_Dataset records_
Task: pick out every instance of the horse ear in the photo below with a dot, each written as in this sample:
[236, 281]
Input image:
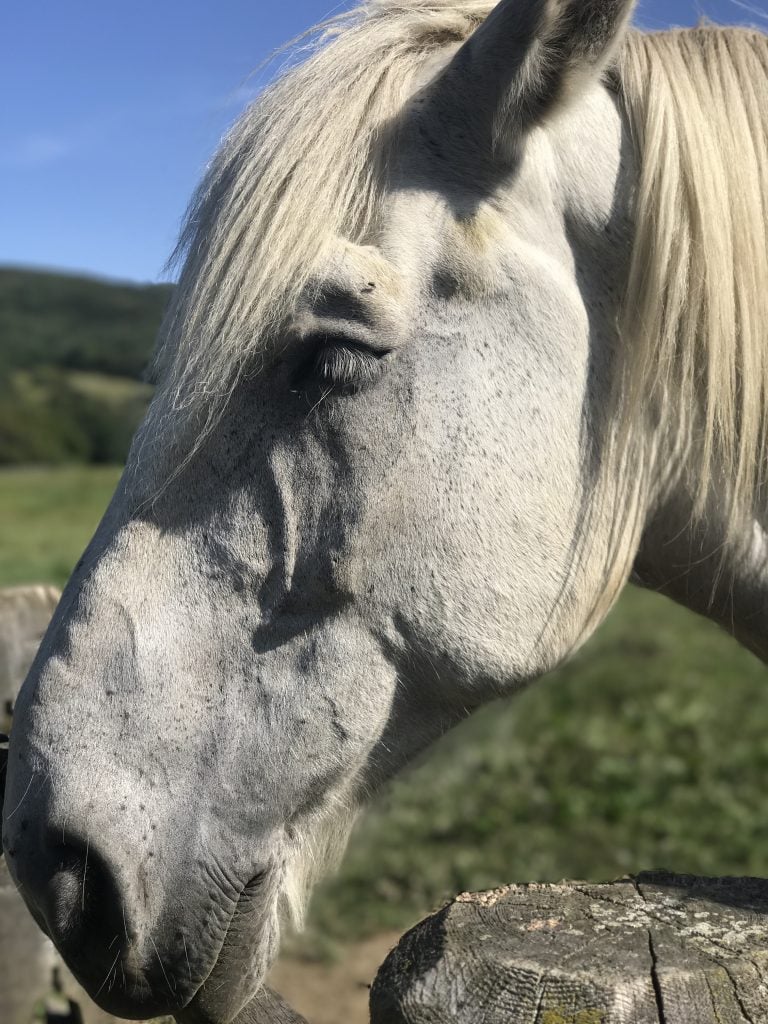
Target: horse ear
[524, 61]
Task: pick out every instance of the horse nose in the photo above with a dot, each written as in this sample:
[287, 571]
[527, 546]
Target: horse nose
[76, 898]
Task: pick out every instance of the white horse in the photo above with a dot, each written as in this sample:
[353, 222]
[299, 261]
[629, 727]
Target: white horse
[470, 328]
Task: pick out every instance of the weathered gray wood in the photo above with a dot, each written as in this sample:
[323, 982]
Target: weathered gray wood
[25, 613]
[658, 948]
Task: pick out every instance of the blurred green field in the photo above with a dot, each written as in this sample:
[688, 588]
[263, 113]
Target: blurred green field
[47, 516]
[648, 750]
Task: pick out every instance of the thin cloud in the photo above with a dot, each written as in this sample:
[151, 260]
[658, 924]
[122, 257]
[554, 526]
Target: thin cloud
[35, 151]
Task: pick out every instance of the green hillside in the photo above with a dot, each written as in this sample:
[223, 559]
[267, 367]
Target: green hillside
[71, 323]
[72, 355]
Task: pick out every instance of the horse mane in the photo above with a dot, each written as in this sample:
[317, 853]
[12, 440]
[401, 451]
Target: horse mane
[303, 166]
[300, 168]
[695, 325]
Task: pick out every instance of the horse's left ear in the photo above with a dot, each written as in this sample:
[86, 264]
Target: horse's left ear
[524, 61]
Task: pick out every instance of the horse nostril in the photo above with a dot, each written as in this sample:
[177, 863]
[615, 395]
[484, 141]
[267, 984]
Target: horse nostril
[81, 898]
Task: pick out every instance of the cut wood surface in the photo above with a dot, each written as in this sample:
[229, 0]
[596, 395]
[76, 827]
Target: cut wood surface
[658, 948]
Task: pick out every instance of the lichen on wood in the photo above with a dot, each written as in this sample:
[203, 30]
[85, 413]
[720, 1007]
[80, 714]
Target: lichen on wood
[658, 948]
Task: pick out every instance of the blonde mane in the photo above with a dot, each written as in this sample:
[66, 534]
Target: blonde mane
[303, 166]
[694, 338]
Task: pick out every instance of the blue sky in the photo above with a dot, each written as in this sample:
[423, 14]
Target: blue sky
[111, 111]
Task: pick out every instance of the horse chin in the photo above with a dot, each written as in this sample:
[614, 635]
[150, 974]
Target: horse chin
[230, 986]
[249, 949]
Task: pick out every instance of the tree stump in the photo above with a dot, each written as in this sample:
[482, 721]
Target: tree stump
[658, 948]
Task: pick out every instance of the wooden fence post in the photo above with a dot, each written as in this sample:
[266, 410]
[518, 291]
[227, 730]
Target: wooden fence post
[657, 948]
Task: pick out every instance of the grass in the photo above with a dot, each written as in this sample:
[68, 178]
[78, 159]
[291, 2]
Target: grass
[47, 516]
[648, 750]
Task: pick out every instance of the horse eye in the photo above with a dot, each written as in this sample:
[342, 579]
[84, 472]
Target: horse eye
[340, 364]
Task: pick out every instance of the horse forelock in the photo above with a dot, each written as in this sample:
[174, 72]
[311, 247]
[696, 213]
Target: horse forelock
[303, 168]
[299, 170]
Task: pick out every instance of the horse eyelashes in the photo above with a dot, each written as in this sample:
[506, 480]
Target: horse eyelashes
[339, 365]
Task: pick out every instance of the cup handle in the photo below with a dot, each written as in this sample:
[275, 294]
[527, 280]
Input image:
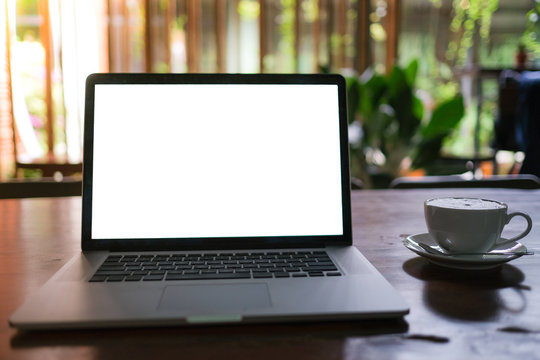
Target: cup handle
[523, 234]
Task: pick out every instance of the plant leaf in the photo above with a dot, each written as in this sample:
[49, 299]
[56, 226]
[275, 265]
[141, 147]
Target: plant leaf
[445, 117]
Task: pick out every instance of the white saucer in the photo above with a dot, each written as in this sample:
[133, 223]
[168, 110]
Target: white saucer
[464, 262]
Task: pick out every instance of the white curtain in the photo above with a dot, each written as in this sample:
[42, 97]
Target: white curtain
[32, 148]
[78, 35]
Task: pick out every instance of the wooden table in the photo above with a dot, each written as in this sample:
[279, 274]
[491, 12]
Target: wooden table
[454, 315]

_Try it_
Please write out the lines from the one that holds "Task: pick out every instance of the horse eyelashes" through the end of the material, both ends included, exactly and with no pictures.

_Written solution_
Task: pick out every instance of the horse eyelashes in the photo above with a dot, each written as in this sample:
[506, 480]
Target: horse eyelashes
[339, 365]
Task: pick out every instance of the cup handle in the photo below with a dot, each written as in this sample:
[275, 294]
[527, 280]
Input image:
Target: cup handle
[523, 234]
Task: pick out every instance of the plant leaf in the photo above with a dot, each written as in this sample:
[49, 299]
[56, 226]
[275, 265]
[141, 147]
Target: plant leaf
[445, 117]
Task: pick out every instance of the white saucer in the photo above with a dot, each written as in this sample:
[133, 223]
[168, 110]
Target: white saucer
[464, 262]
Task: pick out every instance of the white curtain in the photo above with a dot, each written as in this sample:
[42, 97]
Target: white curtain
[32, 148]
[78, 35]
Task: pick out every instance of the wooden table in the photo above with a dot, each written as in this sample:
[279, 274]
[491, 12]
Target: wooden table
[454, 315]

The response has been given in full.